[Fragmento proporcionado]:
____________
Queridos hermanos en el Señor: Os deseo gracia y paz.
El acontecimiento de la Ascensión de Jesús, que es histórico y
trascendente, marca la diferencia entre la manifestación de la gloria
de Cristo resucitado y la de Cristo exaltado a la derecha del Padre.
A lo largo de las últimas semanas hemos contemplado con los ojos
de la fe, y hemos vivido con gozosa intensidad, el misterio de la resurrección
que se hace presente y manifiesto en las apariciones de Jesucristo Viviente.
Ahora, la humanidad
de Cristo, y con Él nuestra propia humanidad, entra en la gloria divina.
Jesucristo nos abre el camino y nos indica el sendero. Nos guía, nos
precede y acompaña.
Tenemos experiencia de caminar con aspecto sombrío por senderos
abruptos y pedregosos. Sabemos lo que significa sentir el peso de una
mochila llena de amarguras, reproches y sinsabores. Avanzamos lenta
y pesadamente sin encontrar orientación y sin vislumbrar la meta. Es
evidente el riesgo de dejarnos llevar por “un espíritu apocado, tristón,
agriado, melancólico, o un bajo perfil sin energía” (Gaudete et exsultate, 122). Puede haber en nuestra
vida y en nuestra actividad una falta de tono que es grave cuando procede
de dentro. El consumismo empacha el corazón porque brinda placeres
ocasionales y pasajeros, pero no la auténtica alegría. Nos sentimos
paralizados por el miedo y el cálculo y solamente nos atrevemos a
frecuentar senderos conocidos y en apariencia seguros.
No podemos
prescindir del silencio para calmar nuestras ansiedades y para recomponer
toda nuestra vida a la luz de Dios. Necesitamos ser educados en la paciencia
de Dios y en sus tiempos, que no coinciden con los nuestros.
____________
Registros de señalamiento de objetos en fotografías:
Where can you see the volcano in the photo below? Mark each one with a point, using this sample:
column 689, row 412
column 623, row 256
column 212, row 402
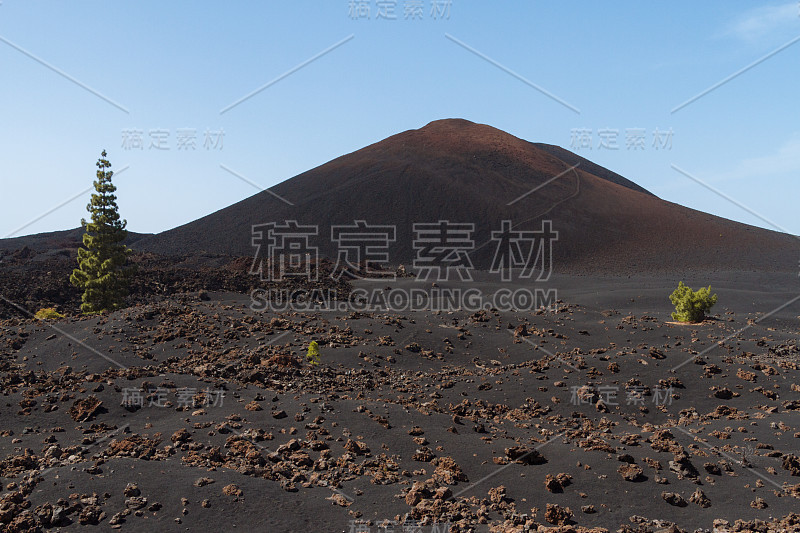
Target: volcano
column 463, row 172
____________
[Tareas por resolver]:
A. Transcriba literalmente el pasaje de la carta sobre la Ascensión que comienza en "A lo largo de" y termina en "la gloria divina.".
B. Traduzca al inglés la siguiente oración de la carta sobre la Ascensión: "El consumismo empacha el corazón porque brinda placeres ocasionales y pasajeros, pero no la auténtica alegría."

[Respuestas a continuación]:
A.
A lo largo de las últimas semanas hemos contemplado con los ojos
de la fe, y hemos vivido con gozosa intensidad, el misterio de la resurrección
que se hace presente y manifiesto en las apariciones de Jesucristo Viviente.
Ahora, la humanidad
de Cristo, y con Él nuestra propia humanidad, entra en la gloria divina.

B. Consumerism overloads the heart because it offers occasional and fleeting pleasures, but not authentic joy.